**Task goal**
Answer briefly from the article on the Sander diary below:
(a) Which years does the diary cover, according to its full title?
(b) Why did Sander end up leading his men as a reserve infantry platoon?
(c) Where was the entry dated 9 December 1941 written?

**Text excerpt**
※ ※ ※
'Blood, Dust and Snow'
An exclusive excerpt from a very recently published new German account of fighting on the Eastern front
Just released - and attracting a lot of attention - is a newly found narrative of fighting on the Eastern Front. Blood, Dust and Snow: Diaries of a Panzer Commander in Germany and on the Eastern Front, 1938-1943 is a graphical first-hand personal account.
Friedrich Sander was a committed diarist, a keen observer and thoughtful of the historical significance of his role. For example, in the opening days of Barbarossa, although often exhausted after days in action, he makes the effort to record his experiences in combat in considerable detail over several pages.
Sander was a product of his times, a believer in the Nazi cause and imbued with its racial attitudes. But this is an unfiltered diary - not a memoir - and tells the story of his attitude at the time. As such it can rightly claim to be an important historical record.
The diary reveals how Sander’s outlook changed over time. The following excerpt comes from the end of the Barbarossa campaign, as the Panzers stall before Moscow. He finds himself leading his men as a reserve infantry platoon, when his Company ran out of operational tanks - all ‘lost to mines or burned out’. The temperature falls to minus 20, and still things get worse:
04.00, Tuesday, 9 December 1941, at Woronina near Klin
Since yesterday, I have been feeling a great amount of compassion for the great Napoleon who, undefeated as he was, was forced to withdraw from Russia! I have now lived to see a similar withdrawal, a smaller version maybe, but one that couldn’t have been much worse in his days. My mother used to tell me stories about the French and their allies, how they were forced to wrap rags around their feet and how they put on women’s skirts just to keep warm.
※ ※ ※
**Dataset content**
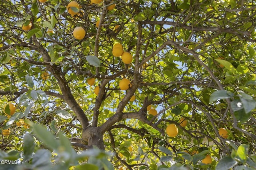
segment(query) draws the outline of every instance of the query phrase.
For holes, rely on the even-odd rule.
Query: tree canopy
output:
※ ※ ※
**Answer in full**
(a) 1938 to 1943.
(b) His Company ran out of operational tanks.
(c) At Woronina near Klin.